*Source excerpt*:
>>>>

Here is some code that calculates & plots variance from any given mean. We will try and show how variance is affected by the mean. NumPy automatically calculates the mean from the given sample. Because of this we need to create our own function to compute variance, from a given mean (irrespective of what the real mean is) and a bias degree of freedom.

import numpy as np
import matplotlib.pyplot as plt

population = np.array([5, 4, 4, 9, 9, 8, 2, 0, 3, 6])
sample = np.array([5, 4, 4, 8, 6])

def variance(sample, mean, bias):
    s2 = 0
    for i in range(0, len(sample)):
        x = sample[i] - mean
        s2 = s2 + (x * x)
    var = s2 / (len(sample) - bias)
    print(var)
    return var

N = 10

var_pop = []
var_sample = []

for mean in range(0, N):
    var_pop.append(variance(population, mean, 0))

for mean in range(0, N):
    var_sample.append(variance(sample, mean, 0))

plt.scatter(range(N), var_pop, color='b', label='Population')
plt.scatter(range(N), var_sample, color='r', label='Sample')

<<<<

Shape labeling records:

>>>>

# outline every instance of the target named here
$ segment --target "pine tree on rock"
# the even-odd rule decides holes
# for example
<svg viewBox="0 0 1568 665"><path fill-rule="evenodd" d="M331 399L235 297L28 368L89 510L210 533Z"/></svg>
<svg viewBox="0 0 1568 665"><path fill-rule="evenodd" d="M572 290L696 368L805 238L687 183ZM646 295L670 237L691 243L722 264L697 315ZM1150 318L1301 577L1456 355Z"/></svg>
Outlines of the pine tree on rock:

<<<<
>>>>

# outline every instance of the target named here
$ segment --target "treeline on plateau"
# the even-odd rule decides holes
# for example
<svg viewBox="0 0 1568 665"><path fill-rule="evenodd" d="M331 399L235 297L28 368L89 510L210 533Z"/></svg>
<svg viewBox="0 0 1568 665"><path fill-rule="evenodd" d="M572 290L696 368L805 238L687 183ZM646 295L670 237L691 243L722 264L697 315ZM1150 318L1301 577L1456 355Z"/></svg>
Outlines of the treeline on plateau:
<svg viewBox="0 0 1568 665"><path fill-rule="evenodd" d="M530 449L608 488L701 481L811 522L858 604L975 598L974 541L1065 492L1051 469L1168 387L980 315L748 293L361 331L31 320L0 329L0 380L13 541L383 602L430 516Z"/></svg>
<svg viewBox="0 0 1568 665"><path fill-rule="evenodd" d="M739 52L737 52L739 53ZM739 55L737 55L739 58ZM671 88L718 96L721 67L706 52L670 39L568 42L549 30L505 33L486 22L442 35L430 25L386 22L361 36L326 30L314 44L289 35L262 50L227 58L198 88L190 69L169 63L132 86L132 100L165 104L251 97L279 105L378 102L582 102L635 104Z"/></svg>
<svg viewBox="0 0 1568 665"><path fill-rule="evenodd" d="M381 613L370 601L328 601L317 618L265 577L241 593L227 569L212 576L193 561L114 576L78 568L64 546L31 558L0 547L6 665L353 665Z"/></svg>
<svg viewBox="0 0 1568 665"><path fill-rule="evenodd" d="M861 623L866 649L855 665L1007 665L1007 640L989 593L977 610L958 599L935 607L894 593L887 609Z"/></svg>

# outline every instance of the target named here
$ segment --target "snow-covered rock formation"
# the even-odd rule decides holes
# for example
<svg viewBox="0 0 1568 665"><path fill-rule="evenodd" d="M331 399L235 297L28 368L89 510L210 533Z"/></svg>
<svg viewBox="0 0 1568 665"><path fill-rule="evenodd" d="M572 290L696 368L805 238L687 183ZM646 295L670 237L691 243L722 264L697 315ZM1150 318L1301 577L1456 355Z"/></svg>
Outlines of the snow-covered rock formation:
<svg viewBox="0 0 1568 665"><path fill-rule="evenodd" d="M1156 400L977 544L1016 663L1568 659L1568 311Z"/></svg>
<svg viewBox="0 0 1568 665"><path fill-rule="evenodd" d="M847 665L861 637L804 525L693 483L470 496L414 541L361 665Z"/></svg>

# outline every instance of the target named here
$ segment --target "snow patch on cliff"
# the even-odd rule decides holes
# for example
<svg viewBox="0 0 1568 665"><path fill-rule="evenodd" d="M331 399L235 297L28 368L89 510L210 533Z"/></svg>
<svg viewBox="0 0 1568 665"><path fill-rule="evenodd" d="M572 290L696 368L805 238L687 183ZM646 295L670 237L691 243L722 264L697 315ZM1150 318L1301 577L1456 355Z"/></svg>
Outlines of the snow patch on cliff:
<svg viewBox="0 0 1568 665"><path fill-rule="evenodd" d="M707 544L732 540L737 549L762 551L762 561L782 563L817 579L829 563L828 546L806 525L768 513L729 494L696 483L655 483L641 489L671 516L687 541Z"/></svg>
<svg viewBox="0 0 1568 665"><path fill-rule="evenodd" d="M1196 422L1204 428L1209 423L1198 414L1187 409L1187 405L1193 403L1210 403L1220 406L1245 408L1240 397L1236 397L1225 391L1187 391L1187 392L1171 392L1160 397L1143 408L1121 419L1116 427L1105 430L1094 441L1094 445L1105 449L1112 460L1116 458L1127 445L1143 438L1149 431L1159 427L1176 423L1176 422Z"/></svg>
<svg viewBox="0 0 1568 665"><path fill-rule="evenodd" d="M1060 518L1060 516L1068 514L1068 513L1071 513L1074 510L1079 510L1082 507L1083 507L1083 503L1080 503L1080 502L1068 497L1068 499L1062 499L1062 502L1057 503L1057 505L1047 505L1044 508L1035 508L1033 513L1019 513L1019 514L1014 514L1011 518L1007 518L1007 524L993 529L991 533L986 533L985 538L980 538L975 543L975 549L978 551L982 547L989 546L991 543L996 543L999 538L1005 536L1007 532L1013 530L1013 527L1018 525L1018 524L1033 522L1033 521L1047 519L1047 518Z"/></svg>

<<<<
>>>>

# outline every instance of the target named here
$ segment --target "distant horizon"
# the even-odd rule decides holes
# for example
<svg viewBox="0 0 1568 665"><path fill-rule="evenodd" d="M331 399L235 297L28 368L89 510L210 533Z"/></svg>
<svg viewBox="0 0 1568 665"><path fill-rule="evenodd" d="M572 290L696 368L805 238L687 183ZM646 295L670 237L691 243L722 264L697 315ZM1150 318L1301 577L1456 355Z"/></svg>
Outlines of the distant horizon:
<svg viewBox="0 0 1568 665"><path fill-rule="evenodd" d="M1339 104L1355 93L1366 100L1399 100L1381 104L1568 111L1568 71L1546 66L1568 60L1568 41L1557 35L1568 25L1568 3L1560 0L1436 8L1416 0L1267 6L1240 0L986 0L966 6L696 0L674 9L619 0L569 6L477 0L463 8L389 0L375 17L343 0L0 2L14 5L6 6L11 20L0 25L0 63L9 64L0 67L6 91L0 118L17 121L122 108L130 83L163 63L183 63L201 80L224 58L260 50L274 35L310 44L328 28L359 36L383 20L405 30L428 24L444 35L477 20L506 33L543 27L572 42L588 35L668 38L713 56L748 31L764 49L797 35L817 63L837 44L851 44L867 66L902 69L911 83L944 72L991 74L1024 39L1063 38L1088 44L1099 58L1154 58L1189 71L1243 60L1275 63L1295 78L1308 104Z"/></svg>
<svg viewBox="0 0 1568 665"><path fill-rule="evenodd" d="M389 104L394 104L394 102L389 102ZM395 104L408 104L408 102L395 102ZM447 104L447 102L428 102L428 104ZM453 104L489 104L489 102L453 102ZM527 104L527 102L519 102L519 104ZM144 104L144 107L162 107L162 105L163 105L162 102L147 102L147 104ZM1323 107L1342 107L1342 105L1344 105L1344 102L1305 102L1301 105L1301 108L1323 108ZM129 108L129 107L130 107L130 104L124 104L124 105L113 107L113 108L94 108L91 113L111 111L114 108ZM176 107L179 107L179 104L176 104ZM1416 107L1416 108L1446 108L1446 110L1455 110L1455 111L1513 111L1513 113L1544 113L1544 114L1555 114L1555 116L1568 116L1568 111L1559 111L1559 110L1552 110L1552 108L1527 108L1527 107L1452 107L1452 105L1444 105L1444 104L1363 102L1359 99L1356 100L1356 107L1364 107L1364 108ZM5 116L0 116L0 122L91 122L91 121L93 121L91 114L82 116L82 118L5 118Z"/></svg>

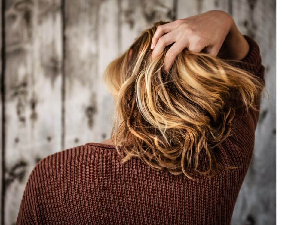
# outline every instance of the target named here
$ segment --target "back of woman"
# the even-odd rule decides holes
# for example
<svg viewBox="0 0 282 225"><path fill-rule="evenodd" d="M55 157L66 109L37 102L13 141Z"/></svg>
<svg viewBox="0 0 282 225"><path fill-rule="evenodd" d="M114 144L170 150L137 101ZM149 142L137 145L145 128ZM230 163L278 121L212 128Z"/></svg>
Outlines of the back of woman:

<<<<

*Goals*:
[A] List the parameters of the variance function defined in the variance code excerpt.
[B] Write the next part of the variance code excerpt, picking up after its last line.

*Responses to the tasks*:
[A] sample, mean, bias

[B]
plt.ylabel('Variance')
plt.xlabel('Mean')
plt.legend(loc='upper right')

The var_pop & var_sample take the sample & population respectively and computes the variance from a given mean increasing from 0 to 9. Notice how not only the variance changes with the mean in a quadratic manner, but how in the sample variance (y-axis) it is always underestimated from the population variance.

What we've uncovered here is an interesting fact about the relationship between population variance & sample variance. The sample variance is always underestimated from the population variance.

Now let's see how the sample performs when you unbias the sample variance with the Bessel correction of 1. Just change the line: var_sample.append(variance(sample, mean, 1)). then re-run the code above to see what happens.

This uncovers the other interesting fact about sample variance in code.

Sample variance when using Bessel's un-biasing corrector will be much closer to the population variance than without.

For exploring the notebook yourself, my gist on population vs sample variance as function of mean.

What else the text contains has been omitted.